:: Working data
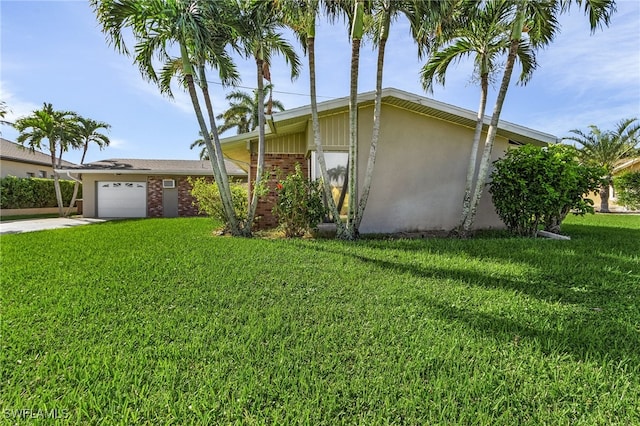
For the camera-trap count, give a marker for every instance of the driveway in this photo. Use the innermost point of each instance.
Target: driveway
(18, 226)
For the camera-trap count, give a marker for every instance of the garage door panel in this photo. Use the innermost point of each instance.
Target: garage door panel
(122, 199)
::::
What is expected: Convert every line of the listing above into a JSON list of strings, one string per line, with blank lines and the pictures omitted.

Solution for this exercise:
[
  "For the camera-trap count, give a marker for every instance of the driveway in this photo. Use the innermost point of each instance.",
  "Target: driveway",
  "(18, 226)",
  "For the camera-trap count, give a marker for every instance of the garage door panel in this photo. Use the innermost point of each instance.",
  "Target: garage door panel",
  "(122, 199)"
]